(本文抜粋)
- - -

例えば、事故などで肌の皮膚と脂肪がえぐり取られても、しばらくすれば皮膚も脂肪も回復します。回復するのは、細胞が増殖しているからです。しかし細胞の増殖は、皮膚と脂肪が元に戻ったところで止まります。これは細胞のなかに、「増える予定」と「一定程度増えたら増殖を止める予定」が組み込まれているからです。
また、骨の細胞も皮膚の細胞も、一定期間が過ぎたら死に、新しい細胞と置き換わります。古い細胞が死ぬことで新しい細胞が活躍できるわけです。
すべての正常細胞は、死ぬことが予定されています。ところが、がん細胞は死滅せず増え続けます。そしてがん細胞は、正常細胞を予定死の時期より早く死滅させてしまいます。
フコイダンは、がん細胞を予定死に導く効果があるのです。
アポトーシスを導くことの意義
フコイダンが、がん細胞をアポトーシス(予定死)に導く作用は、抗がん剤ががん細胞を攻撃するのとは異なります。どちらもがん細胞が消えることには違いないのですが、アポトーシスと攻撃による死滅は違います。

- - -

(提供データ)
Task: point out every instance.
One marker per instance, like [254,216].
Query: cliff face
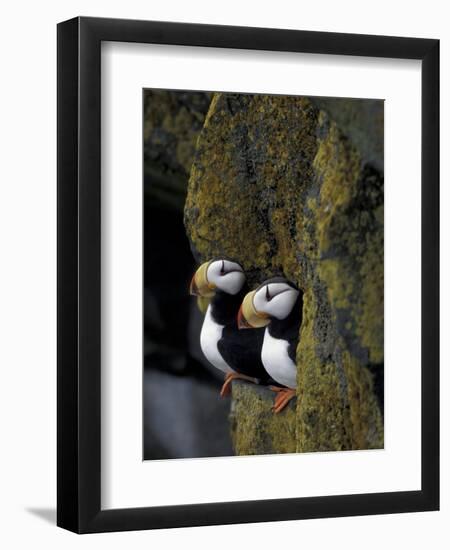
[294,186]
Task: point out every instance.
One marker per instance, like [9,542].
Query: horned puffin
[277,305]
[236,353]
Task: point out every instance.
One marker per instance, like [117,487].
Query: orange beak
[242,321]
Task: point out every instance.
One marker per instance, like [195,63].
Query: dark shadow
[47,514]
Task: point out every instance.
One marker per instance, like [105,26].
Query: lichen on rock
[283,187]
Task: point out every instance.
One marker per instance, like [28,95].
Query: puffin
[237,354]
[277,305]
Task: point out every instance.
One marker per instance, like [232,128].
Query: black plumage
[241,349]
[288,328]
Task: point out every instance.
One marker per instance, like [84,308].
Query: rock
[172,123]
[254,428]
[285,186]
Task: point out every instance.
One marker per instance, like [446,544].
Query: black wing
[241,349]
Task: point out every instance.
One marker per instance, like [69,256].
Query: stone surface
[255,430]
[285,186]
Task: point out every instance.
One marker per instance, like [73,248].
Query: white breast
[277,362]
[211,333]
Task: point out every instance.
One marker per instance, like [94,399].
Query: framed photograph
[248,259]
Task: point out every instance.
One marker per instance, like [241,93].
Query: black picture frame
[79,281]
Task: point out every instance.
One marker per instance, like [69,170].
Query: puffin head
[273,299]
[224,275]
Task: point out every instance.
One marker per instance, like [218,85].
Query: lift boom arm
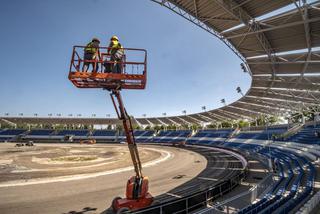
[127,125]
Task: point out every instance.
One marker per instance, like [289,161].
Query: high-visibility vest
[90,49]
[114,46]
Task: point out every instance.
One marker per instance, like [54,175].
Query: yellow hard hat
[95,40]
[114,38]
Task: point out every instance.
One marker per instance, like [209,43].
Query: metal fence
[197,200]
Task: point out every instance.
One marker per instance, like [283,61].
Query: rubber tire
[114,202]
[123,210]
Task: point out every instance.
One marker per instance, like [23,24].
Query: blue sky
[187,67]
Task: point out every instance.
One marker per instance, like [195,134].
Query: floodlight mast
[116,78]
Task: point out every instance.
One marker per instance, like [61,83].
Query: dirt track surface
[89,195]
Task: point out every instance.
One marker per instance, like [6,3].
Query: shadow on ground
[86,210]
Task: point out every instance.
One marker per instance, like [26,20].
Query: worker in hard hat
[91,55]
[116,52]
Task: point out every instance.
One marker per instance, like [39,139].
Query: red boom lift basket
[131,74]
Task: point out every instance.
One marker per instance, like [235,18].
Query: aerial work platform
[131,74]
[114,74]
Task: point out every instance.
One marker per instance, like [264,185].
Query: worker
[116,52]
[91,52]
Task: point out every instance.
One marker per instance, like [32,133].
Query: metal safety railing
[197,200]
[125,68]
[133,61]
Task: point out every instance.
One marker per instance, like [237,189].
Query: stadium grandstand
[280,49]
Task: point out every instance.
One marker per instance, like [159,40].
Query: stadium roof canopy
[279,48]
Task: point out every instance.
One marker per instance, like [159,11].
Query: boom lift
[132,76]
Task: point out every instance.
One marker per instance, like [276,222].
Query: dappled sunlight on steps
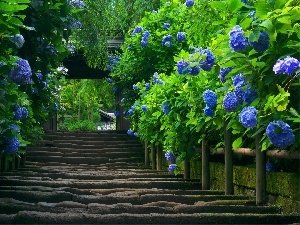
[99,178]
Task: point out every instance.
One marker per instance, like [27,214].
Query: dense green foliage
[182,129]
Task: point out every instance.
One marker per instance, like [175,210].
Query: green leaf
[218,5]
[237,143]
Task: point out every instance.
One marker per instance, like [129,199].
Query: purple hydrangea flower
[166,25]
[167,41]
[170,156]
[280,134]
[166,107]
[130,132]
[172,168]
[223,73]
[210,98]
[286,66]
[230,102]
[180,36]
[263,42]
[248,118]
[189,3]
[18,40]
[21,73]
[144,108]
[237,41]
[12,145]
[209,111]
[183,67]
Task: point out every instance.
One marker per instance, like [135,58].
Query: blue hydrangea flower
[247,117]
[130,132]
[180,36]
[18,40]
[21,73]
[209,111]
[263,42]
[286,66]
[230,102]
[195,70]
[237,41]
[189,3]
[172,168]
[14,128]
[170,156]
[223,73]
[12,145]
[183,67]
[147,86]
[210,98]
[167,41]
[280,134]
[249,95]
[144,108]
[166,25]
[21,113]
[166,107]
[135,87]
[137,29]
[239,80]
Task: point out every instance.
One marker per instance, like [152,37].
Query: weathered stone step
[11,206]
[32,217]
[84,184]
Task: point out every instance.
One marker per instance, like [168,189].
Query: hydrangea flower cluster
[113,61]
[280,134]
[137,29]
[263,42]
[223,73]
[183,67]
[21,73]
[237,41]
[135,87]
[180,36]
[210,99]
[167,41]
[286,66]
[248,118]
[172,168]
[189,3]
[145,39]
[166,107]
[157,80]
[147,86]
[18,40]
[20,113]
[144,108]
[170,156]
[12,145]
[230,102]
[166,25]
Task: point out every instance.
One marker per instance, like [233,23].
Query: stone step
[12,206]
[35,217]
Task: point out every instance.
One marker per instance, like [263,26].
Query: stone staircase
[99,178]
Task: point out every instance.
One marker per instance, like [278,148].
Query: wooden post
[229,188]
[153,156]
[260,172]
[205,167]
[187,169]
[146,155]
[159,157]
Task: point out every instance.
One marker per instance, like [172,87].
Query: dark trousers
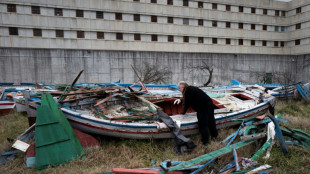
[206,123]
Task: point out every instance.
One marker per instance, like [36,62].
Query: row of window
[170,38]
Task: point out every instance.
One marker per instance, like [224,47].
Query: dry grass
[123,153]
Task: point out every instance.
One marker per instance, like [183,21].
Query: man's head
[182,85]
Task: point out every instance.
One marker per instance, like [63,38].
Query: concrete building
[51,41]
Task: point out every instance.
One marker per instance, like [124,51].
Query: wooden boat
[233,105]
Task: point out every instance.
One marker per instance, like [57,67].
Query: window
[185,38]
[136,17]
[100,35]
[277,13]
[137,36]
[227,24]
[253,10]
[13,31]
[99,14]
[80,34]
[119,36]
[170,38]
[252,26]
[170,20]
[265,11]
[185,21]
[265,27]
[153,18]
[11,8]
[214,40]
[253,42]
[214,23]
[185,2]
[298,10]
[59,33]
[154,38]
[283,13]
[118,16]
[214,6]
[227,7]
[227,41]
[79,13]
[276,43]
[37,32]
[35,10]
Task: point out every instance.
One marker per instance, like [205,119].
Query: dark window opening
[11,8]
[264,43]
[214,40]
[265,11]
[100,35]
[252,26]
[37,32]
[136,17]
[227,24]
[35,10]
[99,14]
[80,34]
[118,16]
[170,20]
[214,6]
[119,36]
[227,41]
[58,12]
[214,23]
[253,42]
[154,38]
[170,38]
[59,33]
[79,13]
[137,36]
[200,21]
[253,10]
[227,7]
[13,31]
[242,97]
[185,39]
[185,2]
[153,18]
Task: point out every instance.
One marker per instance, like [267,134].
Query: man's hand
[177,101]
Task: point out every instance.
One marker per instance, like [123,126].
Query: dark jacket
[196,98]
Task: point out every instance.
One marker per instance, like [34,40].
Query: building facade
[51,41]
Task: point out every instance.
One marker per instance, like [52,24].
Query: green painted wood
[56,142]
[209,156]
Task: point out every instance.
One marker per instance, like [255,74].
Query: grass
[124,153]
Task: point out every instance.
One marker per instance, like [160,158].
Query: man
[199,101]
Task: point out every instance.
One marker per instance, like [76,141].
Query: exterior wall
[62,66]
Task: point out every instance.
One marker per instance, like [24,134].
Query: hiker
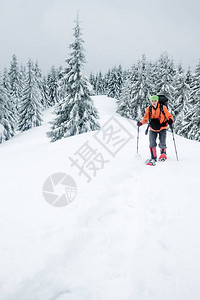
[159,117]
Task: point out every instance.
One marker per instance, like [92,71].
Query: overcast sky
[114,31]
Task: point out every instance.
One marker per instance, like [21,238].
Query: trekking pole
[174,141]
[137,139]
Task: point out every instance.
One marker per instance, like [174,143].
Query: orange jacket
[157,114]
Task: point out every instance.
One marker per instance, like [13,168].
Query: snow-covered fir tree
[139,89]
[7,118]
[165,83]
[30,107]
[124,104]
[99,84]
[52,83]
[181,96]
[15,80]
[115,81]
[75,113]
[45,94]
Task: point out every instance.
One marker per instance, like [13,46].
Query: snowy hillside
[131,233]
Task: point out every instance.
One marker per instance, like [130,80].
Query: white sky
[114,31]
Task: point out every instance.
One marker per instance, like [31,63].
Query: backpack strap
[150,110]
[162,110]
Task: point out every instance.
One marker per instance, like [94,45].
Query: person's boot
[153,153]
[163,154]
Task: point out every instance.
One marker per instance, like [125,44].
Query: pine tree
[115,81]
[75,114]
[15,81]
[52,83]
[191,121]
[30,106]
[7,119]
[124,104]
[165,82]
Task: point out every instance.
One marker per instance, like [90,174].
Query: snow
[132,232]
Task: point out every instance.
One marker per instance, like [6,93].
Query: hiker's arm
[146,117]
[167,113]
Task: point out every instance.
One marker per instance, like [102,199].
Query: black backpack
[163,100]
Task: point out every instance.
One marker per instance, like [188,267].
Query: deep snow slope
[131,233]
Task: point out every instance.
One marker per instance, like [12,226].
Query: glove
[170,121]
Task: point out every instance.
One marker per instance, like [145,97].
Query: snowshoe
[163,157]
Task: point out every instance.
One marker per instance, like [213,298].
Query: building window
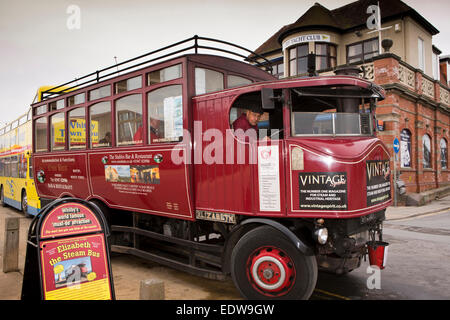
[426,142]
[298,60]
[166,74]
[325,56]
[444,153]
[421,54]
[405,147]
[363,50]
[278,70]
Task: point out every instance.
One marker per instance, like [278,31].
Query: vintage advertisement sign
[75,269]
[269,178]
[378,177]
[68,219]
[67,254]
[323,190]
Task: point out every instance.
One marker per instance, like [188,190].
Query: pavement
[11,282]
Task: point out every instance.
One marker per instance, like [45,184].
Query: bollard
[151,290]
[11,245]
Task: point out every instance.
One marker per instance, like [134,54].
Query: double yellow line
[331,294]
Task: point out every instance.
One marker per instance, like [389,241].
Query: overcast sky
[37,47]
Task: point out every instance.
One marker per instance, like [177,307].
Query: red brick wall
[407,108]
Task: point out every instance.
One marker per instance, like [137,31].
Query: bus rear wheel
[266,265]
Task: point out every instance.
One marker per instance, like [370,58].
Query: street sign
[396,145]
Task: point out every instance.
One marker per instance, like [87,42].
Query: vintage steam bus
[159,156]
[16,175]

- - -

(課題) 上に示したフコイダンとアポトーシスについての本文を、最後の文の後から続けて書いてください。

(回答)
そして、フコイダンの効果が、攻撃による死滅ではなく、アポトーシスであるところに意味があります。
がん細胞を攻撃する抗がん剤は、頻繁に正常細胞も攻撃して壊してしまいます。しかしフコイダンは、アポトーシスに導くだけです。正常細胞は、フコイダンに導かれなくても予定死をするので、フコイダンから損傷を受けることはありません。アポトーシスをしないがん細胞だけが、アポトーシスに導かれて損害を被るのです。
がん患者さんがフコイダンを飲んでもほとんど副作用を起こさないのですが、それは海藻由来の成分だからではなく、フコイダンがアポトーシスを誘導するからです。
ω3系脂肪酸(DHA、EPA)
ω3は「オメガスリー」と読みます。ω3系脂肪酸は、多価不飽和脂肪酸の一種で魚類、貝類、甲殻類、植物油に含まれている成分です。
ω3系脂肪酸には、αリノレン酸(ALA)やドコサヘキサエン酸(DHA)やエイコサペンタエン酸(EPA)があります。
ALAやDHAやEPAといった表記は、ドラッグストアで簡単に買うことができるサプリの成分になっているので、目にしたことがある人もいるでしょう。
さて、これらの正式名称や専門用語を使うと、難解な説明になってしまうので、この記事ではこれらを総称して「ω3」と表記して解説します。
「ω3とは、サプリでおなじみの成分のこと」と理解しながら読み進めてください。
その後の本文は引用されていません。